── Passage shown ──
Differentiate (inverse sin x )^2?

Answer 1

(sin^-1(x))^2=y

Solve for this in terms of x:
(sin^-1(x))=sqrt(y)
x=sin(sqrt(y))

Implicitly Differentiate:
1 = cos(sqrt(y))*(1/2)(y^-(1/2))dy/dx

Now solve in for dy/dx:
dy/dx = 2*sqrt(y) / (cos(sqrt(y))

We know that y=(sin^-1(x))^2

dy/dx = 2(sin^-1(x))/cos(sin^-1(x))

A math rule to remember is if you get cos(arcsin(x)) or sin(arccos(x)) it will be equal to sqrt(1-x^2)

So, finally:

dy/dx = 2(sin^-1(x))/(sqrt(1-x^2))
───
── Data shown ──
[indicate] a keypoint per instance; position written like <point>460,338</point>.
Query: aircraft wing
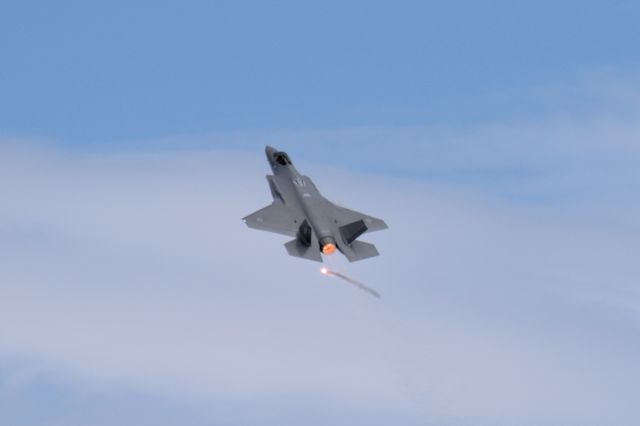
<point>273,218</point>
<point>345,216</point>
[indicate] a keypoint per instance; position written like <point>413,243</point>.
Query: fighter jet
<point>318,225</point>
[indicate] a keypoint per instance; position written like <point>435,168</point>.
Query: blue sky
<point>500,143</point>
<point>88,73</point>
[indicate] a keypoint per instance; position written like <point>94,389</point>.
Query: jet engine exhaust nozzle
<point>328,246</point>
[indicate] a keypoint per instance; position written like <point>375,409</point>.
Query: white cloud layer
<point>130,270</point>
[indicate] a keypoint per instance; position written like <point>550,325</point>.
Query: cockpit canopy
<point>281,158</point>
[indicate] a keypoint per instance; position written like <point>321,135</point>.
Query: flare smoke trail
<point>361,286</point>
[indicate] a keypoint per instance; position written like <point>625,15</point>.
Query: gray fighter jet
<point>318,225</point>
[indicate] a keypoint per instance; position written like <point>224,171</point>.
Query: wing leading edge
<point>273,218</point>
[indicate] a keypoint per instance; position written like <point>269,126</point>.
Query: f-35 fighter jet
<point>318,225</point>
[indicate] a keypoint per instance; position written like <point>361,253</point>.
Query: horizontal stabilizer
<point>358,250</point>
<point>297,248</point>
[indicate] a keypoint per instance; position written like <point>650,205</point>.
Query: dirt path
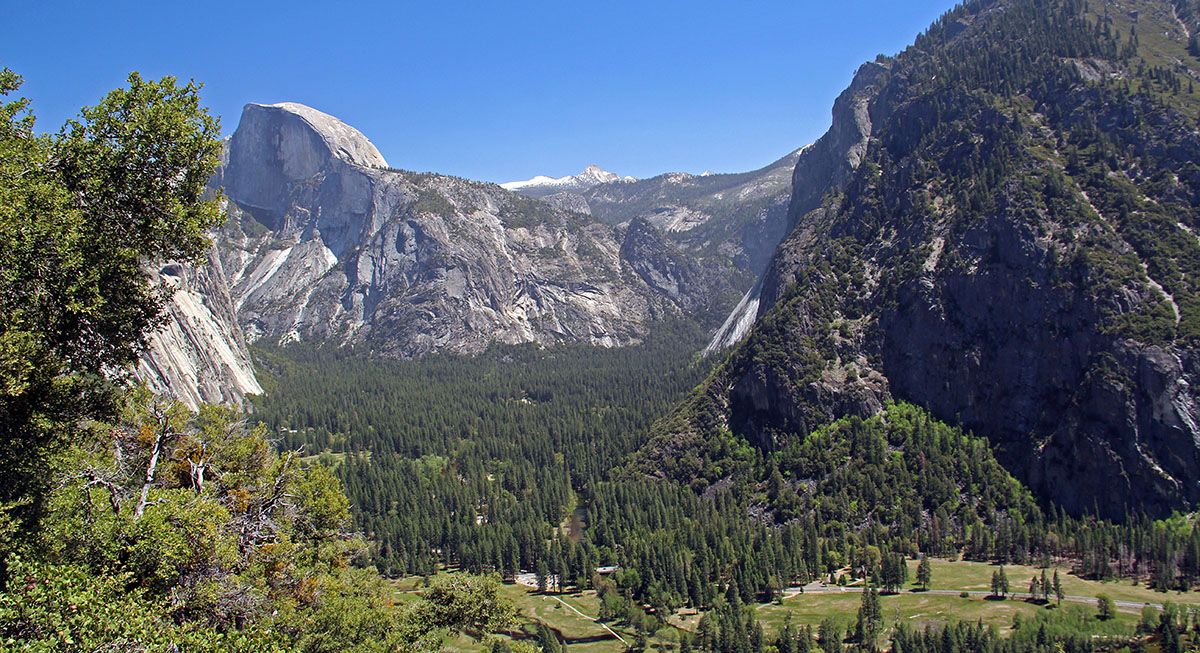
<point>573,609</point>
<point>1132,606</point>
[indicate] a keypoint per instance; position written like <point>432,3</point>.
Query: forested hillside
<point>472,461</point>
<point>1015,251</point>
<point>129,522</point>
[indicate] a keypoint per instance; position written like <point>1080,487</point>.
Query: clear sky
<point>490,89</point>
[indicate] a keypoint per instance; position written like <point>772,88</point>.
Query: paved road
<point>833,589</point>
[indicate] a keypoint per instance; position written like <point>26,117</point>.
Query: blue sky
<point>492,90</point>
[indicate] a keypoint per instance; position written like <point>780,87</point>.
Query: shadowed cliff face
<point>1014,252</point>
<point>327,244</point>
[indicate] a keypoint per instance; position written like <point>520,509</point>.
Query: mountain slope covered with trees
<point>1015,250</point>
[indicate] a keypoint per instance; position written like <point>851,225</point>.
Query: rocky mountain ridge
<point>327,244</point>
<point>991,233</point>
<point>543,186</point>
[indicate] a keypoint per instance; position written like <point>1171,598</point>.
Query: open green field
<point>918,609</point>
<point>976,576</point>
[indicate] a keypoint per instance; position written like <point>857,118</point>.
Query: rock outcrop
<point>327,244</point>
<point>730,222</point>
<point>199,354</point>
<point>1013,252</point>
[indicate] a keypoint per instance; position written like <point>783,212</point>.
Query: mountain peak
<point>343,141</point>
<point>592,175</point>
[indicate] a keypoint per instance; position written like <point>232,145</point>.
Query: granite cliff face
<point>730,222</point>
<point>325,243</point>
<point>199,354</point>
<point>1013,250</point>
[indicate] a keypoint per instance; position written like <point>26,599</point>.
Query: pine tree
<point>924,573</point>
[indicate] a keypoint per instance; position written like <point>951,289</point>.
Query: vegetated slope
<point>1014,249</point>
<point>328,244</point>
<point>473,460</point>
<point>730,221</point>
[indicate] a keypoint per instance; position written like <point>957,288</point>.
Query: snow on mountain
<point>592,175</point>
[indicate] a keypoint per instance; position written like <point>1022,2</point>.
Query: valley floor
<point>573,613</point>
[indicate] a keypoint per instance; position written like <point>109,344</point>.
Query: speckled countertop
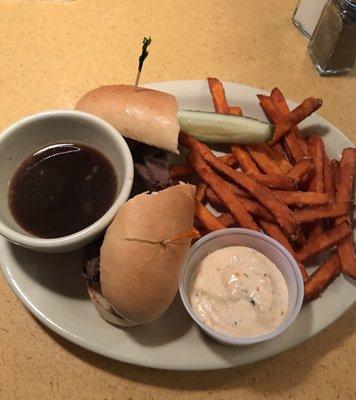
<point>53,51</point>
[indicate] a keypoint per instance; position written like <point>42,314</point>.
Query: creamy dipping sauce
<point>238,291</point>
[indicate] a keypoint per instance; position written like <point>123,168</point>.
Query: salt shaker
<point>332,47</point>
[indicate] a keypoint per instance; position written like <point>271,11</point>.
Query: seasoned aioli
<point>238,291</point>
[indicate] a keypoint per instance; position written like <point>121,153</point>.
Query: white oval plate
<point>52,288</point>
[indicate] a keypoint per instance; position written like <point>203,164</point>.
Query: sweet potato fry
<point>279,159</point>
<point>301,169</point>
<point>322,277</point>
<point>329,185</point>
<point>276,233</point>
<point>301,199</point>
<point>279,149</point>
<point>226,219</point>
<point>206,218</point>
<point>261,158</point>
<point>345,176</point>
<point>200,192</point>
<point>293,141</point>
<point>284,124</point>
<point>180,171</point>
<point>251,206</point>
<point>316,177</point>
<point>284,182</point>
<point>263,195</point>
<point>228,159</point>
<point>316,151</point>
<point>218,94</point>
<point>317,213</point>
<point>222,190</point>
<point>269,108</point>
<point>238,192</point>
<point>235,110</point>
<point>324,241</point>
<point>244,160</point>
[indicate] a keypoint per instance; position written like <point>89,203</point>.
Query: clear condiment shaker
<point>333,45</point>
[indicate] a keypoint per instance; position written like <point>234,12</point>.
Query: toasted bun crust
<point>138,273</point>
<point>146,115</point>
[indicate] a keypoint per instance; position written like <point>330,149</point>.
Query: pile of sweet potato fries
<point>288,188</point>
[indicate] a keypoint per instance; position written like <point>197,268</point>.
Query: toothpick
<point>145,43</point>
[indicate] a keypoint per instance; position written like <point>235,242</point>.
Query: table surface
<point>51,52</point>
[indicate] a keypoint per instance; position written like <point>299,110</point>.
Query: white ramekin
<point>267,246</point>
<point>30,134</point>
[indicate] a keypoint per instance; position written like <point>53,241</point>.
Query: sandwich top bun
<point>139,266</point>
<point>146,115</point>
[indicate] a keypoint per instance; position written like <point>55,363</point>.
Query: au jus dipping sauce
<point>239,292</point>
<point>62,189</point>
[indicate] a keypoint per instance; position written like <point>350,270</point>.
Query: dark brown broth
<point>62,189</point>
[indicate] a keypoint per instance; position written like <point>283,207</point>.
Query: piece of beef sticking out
<point>151,167</point>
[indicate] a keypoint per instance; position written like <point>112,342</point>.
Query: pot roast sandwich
<point>145,115</point>
<point>135,278</point>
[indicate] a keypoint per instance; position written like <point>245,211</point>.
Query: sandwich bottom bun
<point>139,263</point>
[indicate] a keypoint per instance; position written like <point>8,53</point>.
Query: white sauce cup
<point>262,243</point>
<point>33,133</point>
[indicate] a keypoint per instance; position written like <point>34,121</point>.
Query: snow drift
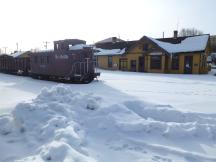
<point>61,125</point>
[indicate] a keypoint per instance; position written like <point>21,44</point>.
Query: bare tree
<point>189,32</point>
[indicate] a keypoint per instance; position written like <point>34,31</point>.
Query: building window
<point>110,61</point>
<point>35,59</point>
<point>47,60</point>
<point>145,47</point>
<point>203,61</point>
<point>175,62</point>
<point>155,62</point>
<point>133,65</point>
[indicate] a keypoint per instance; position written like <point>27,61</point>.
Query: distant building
<point>182,55</point>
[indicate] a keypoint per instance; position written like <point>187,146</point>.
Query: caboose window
<point>47,59</point>
<point>109,61</point>
<point>42,59</point>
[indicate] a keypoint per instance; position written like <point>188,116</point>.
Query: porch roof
<point>189,44</point>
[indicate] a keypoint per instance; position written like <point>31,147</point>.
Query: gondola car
<point>22,62</point>
<point>16,63</point>
<point>70,61</point>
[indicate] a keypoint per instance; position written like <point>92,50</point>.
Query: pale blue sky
<point>30,22</point>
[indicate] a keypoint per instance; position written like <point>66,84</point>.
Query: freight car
<point>16,63</point>
<point>70,61</point>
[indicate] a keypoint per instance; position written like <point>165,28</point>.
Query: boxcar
<point>7,63</point>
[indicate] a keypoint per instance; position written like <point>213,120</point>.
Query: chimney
<point>114,39</point>
<point>175,33</point>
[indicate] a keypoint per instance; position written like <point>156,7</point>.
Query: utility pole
<point>5,49</point>
<point>45,44</point>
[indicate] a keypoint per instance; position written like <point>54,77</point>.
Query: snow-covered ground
<point>122,117</point>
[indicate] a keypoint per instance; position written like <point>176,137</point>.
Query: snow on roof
<point>110,40</point>
<point>190,44</point>
<point>78,46</point>
<point>103,52</point>
<point>18,53</point>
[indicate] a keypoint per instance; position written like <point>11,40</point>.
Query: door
<point>188,64</point>
<point>133,65</point>
<point>123,64</point>
<point>141,63</point>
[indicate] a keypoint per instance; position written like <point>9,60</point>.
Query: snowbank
<point>61,125</point>
<point>190,44</point>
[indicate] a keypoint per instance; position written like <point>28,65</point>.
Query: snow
<point>17,54</point>
<point>190,44</point>
<point>125,116</point>
<point>78,46</point>
<point>109,52</point>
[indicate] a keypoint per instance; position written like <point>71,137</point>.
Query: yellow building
<point>182,55</point>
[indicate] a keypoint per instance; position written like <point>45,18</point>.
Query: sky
<point>30,23</point>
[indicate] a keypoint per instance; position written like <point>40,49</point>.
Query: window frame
<point>109,61</point>
<point>175,62</point>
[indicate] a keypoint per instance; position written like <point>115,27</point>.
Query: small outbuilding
<point>180,55</point>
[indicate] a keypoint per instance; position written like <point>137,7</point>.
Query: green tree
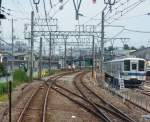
<point>126,47</point>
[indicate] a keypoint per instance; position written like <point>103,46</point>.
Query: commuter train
<point>130,70</point>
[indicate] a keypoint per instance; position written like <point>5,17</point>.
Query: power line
<point>137,31</point>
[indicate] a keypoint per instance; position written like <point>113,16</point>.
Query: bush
<point>20,76</point>
<point>3,88</point>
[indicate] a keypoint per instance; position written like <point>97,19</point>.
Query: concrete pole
<point>93,56</point>
<point>102,41</point>
<point>65,65</point>
<point>40,59</point>
<point>50,52</point>
<point>32,44</point>
<point>12,38</point>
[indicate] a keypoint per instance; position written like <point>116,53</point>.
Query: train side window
<point>141,65</point>
<point>127,65</point>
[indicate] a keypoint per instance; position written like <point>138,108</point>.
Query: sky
<point>134,19</point>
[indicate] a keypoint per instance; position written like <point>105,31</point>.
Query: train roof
<point>116,60</point>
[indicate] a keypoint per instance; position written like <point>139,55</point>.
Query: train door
<point>134,69</point>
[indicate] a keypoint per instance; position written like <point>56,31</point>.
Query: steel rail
<point>113,109</point>
<point>27,105</point>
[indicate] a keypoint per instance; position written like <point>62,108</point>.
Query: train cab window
<point>127,65</point>
<point>141,65</point>
<point>134,66</point>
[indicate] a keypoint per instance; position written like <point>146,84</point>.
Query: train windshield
<point>127,65</point>
<point>134,66</point>
<point>141,65</point>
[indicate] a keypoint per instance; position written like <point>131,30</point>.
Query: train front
<point>134,72</point>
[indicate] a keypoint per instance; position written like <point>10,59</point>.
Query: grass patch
<point>3,97</point>
<point>19,77</point>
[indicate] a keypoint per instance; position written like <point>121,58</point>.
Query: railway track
<point>35,107</point>
<point>84,100</point>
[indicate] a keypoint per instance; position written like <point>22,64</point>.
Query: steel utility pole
<point>93,56</point>
<point>40,59</point>
<point>102,39</point>
<point>32,42</point>
<point>12,38</point>
<point>65,53</point>
<point>50,52</point>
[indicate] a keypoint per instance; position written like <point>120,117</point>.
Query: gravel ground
───
[Requests]
1. From the worked solution, copy the stretch from "Solve for this" through "dy/dx = 2(sin^-1(x))/cos(sin^-1(x))".
2. In the worked solution, restate the paragraph beginning "A math rule to remember" in one shorter sentence.
3. Answer these questions from the worked solution.
(a) What expression for x in terms of y is obtained before differentiating?
(b) What equation results from implicit differentiation?
(c) What is the final expression given for dy/dx?

[Results of the exercise]
1.
Solve for this in terms of x:
(sin^-1(x))=sqrt(y)
x=sin(sqrt(y))

Implicitly Differentiate:
1 = cos(sqrt(y))*(1/2)(y^-(1/2))dy/dx

Now solve in for dy/dx:
dy/dx = 2*sqrt(y) / (cos(sqrt(y))

We know that y=(sin^-1(x))^2

dy/dx = 2(sin^-1(x))/cos(sin^-1(x))

2. Both cos(arcsin(x)) and sin(arccos(x)) equal sqrt(1-x^2).

3.
(a) x=sin(sqrt(y))
(b) 1 = cos(sqrt(y))*(1/2)(y^-(1/2))dy/dx
(c) dy/dx = 2(sin^-1(x))/(sqrt(1-x^2))